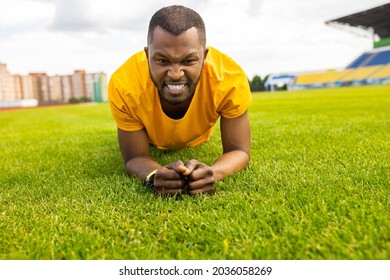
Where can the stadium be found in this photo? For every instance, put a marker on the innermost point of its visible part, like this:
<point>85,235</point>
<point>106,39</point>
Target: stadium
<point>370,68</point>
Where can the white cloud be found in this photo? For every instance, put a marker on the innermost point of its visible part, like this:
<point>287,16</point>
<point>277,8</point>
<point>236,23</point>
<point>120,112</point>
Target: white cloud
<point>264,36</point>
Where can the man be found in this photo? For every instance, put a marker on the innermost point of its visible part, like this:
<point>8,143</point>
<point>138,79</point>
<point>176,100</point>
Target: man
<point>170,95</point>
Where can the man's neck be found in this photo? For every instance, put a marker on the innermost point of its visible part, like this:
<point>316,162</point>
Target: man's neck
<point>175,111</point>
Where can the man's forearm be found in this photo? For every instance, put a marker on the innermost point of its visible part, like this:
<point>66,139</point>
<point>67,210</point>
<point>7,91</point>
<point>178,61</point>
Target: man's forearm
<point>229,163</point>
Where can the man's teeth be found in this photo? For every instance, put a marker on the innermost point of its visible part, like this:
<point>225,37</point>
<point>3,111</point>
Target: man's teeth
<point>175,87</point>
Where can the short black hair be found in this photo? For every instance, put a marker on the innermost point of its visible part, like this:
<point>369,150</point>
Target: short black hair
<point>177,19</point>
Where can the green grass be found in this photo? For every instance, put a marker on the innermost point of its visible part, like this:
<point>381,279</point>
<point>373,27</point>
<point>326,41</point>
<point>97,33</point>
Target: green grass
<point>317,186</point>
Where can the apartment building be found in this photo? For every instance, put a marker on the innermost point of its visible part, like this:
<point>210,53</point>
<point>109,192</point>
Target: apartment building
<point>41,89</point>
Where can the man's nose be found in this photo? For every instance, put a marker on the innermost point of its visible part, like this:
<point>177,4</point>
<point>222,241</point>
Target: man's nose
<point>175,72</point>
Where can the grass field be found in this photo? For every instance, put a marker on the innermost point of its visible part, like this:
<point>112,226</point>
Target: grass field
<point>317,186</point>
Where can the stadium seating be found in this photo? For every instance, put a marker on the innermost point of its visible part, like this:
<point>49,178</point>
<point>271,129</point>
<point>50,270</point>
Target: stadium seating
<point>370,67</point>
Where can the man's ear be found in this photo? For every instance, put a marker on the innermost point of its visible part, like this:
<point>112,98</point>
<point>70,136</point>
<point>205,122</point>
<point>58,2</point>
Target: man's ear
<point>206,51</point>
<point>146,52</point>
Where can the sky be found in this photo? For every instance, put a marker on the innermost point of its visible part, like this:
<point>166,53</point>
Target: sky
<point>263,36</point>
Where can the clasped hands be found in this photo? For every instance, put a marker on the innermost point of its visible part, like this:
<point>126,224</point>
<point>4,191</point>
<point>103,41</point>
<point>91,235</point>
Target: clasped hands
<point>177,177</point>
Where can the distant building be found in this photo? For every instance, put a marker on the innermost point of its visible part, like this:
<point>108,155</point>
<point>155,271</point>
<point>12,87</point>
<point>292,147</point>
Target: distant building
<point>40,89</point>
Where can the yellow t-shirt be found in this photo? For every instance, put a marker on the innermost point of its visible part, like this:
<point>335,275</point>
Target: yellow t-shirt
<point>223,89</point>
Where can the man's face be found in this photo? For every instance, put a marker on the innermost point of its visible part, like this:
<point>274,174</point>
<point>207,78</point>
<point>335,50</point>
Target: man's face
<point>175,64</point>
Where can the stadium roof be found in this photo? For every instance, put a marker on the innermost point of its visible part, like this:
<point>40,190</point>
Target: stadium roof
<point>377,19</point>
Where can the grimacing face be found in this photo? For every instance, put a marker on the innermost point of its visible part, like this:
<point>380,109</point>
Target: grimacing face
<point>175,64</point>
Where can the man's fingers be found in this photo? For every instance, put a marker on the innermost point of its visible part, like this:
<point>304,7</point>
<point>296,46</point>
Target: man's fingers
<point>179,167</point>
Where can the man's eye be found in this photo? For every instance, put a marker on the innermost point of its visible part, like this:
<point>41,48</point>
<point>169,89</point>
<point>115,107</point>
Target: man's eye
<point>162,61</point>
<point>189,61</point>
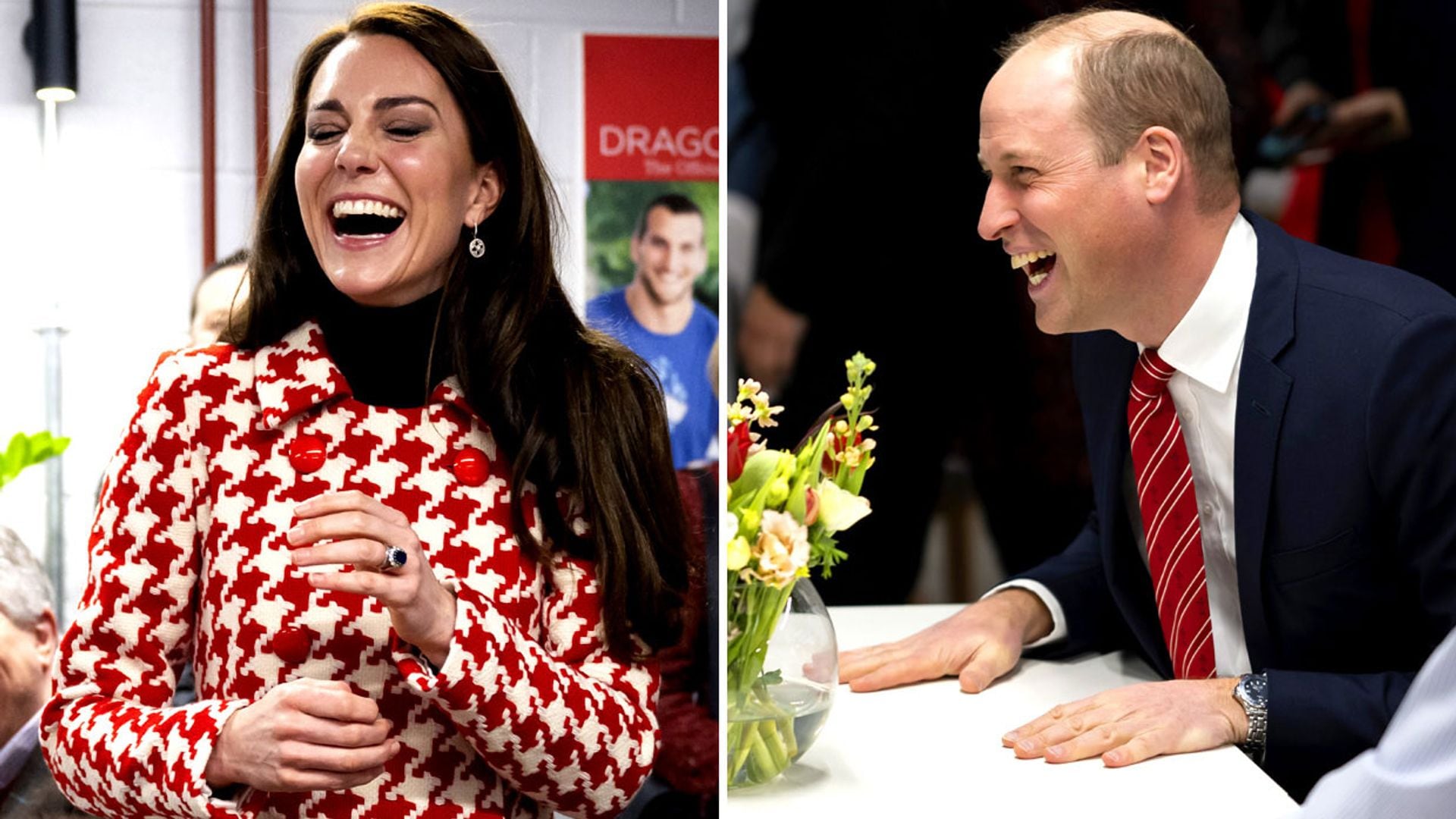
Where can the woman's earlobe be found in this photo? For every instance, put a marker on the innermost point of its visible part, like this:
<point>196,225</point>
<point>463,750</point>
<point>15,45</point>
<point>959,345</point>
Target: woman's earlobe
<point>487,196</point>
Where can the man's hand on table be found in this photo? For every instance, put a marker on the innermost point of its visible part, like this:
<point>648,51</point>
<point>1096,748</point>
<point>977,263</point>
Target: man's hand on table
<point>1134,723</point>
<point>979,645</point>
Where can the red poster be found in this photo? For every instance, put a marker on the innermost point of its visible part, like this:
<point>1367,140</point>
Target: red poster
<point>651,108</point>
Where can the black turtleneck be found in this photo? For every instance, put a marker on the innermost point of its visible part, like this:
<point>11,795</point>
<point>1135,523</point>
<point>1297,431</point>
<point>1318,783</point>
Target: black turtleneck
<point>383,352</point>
○ ○ ○ ○ ○ ○ ○
● **SHORT PROBLEM**
Please return every item above word for word, leaving out the pictures.

● **RESPONSE BELOW**
Where can the stadium be found in this photo? For every instance, put a marker on the innermost point of its visible part, like this:
<point>85,235</point>
<point>106,39</point>
Target: stadium
<point>370,68</point>
Where can the white cloud be found in this photo? For every instance, put a marker on the innermost point of its visible part, like this:
<point>287,16</point>
<point>277,8</point>
<point>236,23</point>
<point>120,112</point>
Target: white cloud
<point>264,36</point>
Where can the man be found in this photo? For every instance, put a marker on the innermost point of its visible part, like this:
<point>8,143</point>
<point>138,79</point>
<point>176,100</point>
Target: man
<point>170,95</point>
Where can the man's neck be found in this photo? For every instance, put a marker on the innermost point of its visible part, like this:
<point>316,162</point>
Target: man's neck
<point>175,111</point>
Where can the man's forearm be found in this photo? For every instance, put a marker on the innermost point of its visible part, like this:
<point>66,139</point>
<point>67,210</point>
<point>7,91</point>
<point>178,61</point>
Target: man's forearm
<point>229,163</point>
Where can the man's teeth be found in this photo? For every instance, put a marker on the innermost point of its visible part, like this:
<point>225,37</point>
<point>3,111</point>
Target: man's teeth
<point>175,87</point>
Where can the short black hair be found in this photo? For every instance, put a marker on the innermost point of its visible part, like this:
<point>369,150</point>
Target: short black hair
<point>177,19</point>
Where can the green grass be found in this photo? For every instance, put a marker on the innermost point of its visible part, like this:
<point>381,279</point>
<point>373,27</point>
<point>326,41</point>
<point>97,33</point>
Target: green grass
<point>317,186</point>
Where can the apartment building be found in this photo? For every instance, put a marker on the innermost point of its visible part, like this:
<point>210,53</point>
<point>109,192</point>
Target: apartment building
<point>41,89</point>
Where can the man's nose be found in this photo? For every instance, put a marker on the innermost point of its visible part, like this:
<point>177,4</point>
<point>222,241</point>
Target: man's nose
<point>175,72</point>
Where can the grass field be found in this photo? For every instance, put a marker on the innermost point of its visible part, like this:
<point>112,226</point>
Target: grass field
<point>317,186</point>
Where can the stadium seating be found in this photo? For every instance, put a marker on the innermost point of its visible part, like this:
<point>49,178</point>
<point>271,129</point>
<point>50,270</point>
Target: stadium seating
<point>370,67</point>
Where can the man's ear be found in this photo? For every instance, put a marker on the innermost point of its visible part, like this:
<point>112,98</point>
<point>70,136</point>
<point>205,122</point>
<point>58,2</point>
Target: man's ear
<point>206,51</point>
<point>146,52</point>
Where can the sky be found in this photo? For every instance, put a marker on the innermost point of its visible part, like this:
<point>166,53</point>
Target: sky
<point>263,36</point>
Where can the clasped hands be found in this photo? For every instance, put a marker on the innermost point of its visible part, like this:
<point>126,224</point>
<point>4,191</point>
<point>103,41</point>
<point>91,235</point>
Target: clasped hands
<point>177,177</point>
Where can the distant building be found in this photo? For every instance, put a marker on the innermost point of its visible part, like this:
<point>108,155</point>
<point>155,271</point>
<point>12,87</point>
<point>292,147</point>
Target: distant building
<point>40,89</point>
Where can the yellow t-shirt be found in this photo? For every instance, put a marker on the innermost point of its visible part, like this:
<point>335,275</point>
Target: yellow t-shirt
<point>223,89</point>
Where can the man's face be found in this photo? For every instance, put a marker on the innermost point of its visible part, like this:
<point>274,174</point>
<point>207,78</point>
<point>335,50</point>
Target: man's face
<point>175,64</point>
Where can the stadium roof be found in this photo? For every instance, put a marker on the innermost point of its visible part, like this:
<point>40,190</point>
Target: stadium roof
<point>377,19</point>
Where can the grimacing face be found in this photo? For every instance, put a marker on the innermost point of its visible part, like this:
<point>380,109</point>
Target: grimacing face
<point>175,64</point>
Where can the man's fingers be found in this photo? For every instance, put a marker on the innermost point of its visible part, like this:
<point>304,7</point>
<point>296,46</point>
Target: man's fingers
<point>179,167</point>
Where can the man's eye be found in this photo? For every instance, put a marker on the innermost point of its visible part, like this:
<point>41,48</point>
<point>169,89</point>
<point>115,107</point>
Target: man's eye
<point>162,61</point>
<point>189,61</point>
Where can the woman's earlobe be found in this photo? For every instance, put a marker on the innermost point of its visible part, like this:
<point>196,225</point>
<point>463,750</point>
<point>15,45</point>
<point>959,345</point>
Target: woman's earlobe
<point>487,196</point>
Where can the man's hand on table be found in this photo? For every instance, put a marker on the innermost point of its visible part, like this:
<point>648,51</point>
<point>1096,748</point>
<point>977,263</point>
Target: man's hand on table
<point>1134,723</point>
<point>979,645</point>
Where can the red poster be found in this photo? For every instance, put a marker on the innermost point of its visible part, like this:
<point>1367,140</point>
Target: red poster
<point>651,108</point>
Where can the black turtleneck be found in this photo? For every instance, put a marker on the innermost point of its visible part, like this:
<point>11,795</point>
<point>1135,523</point>
<point>1297,431</point>
<point>1318,783</point>
Target: black turtleneck
<point>383,352</point>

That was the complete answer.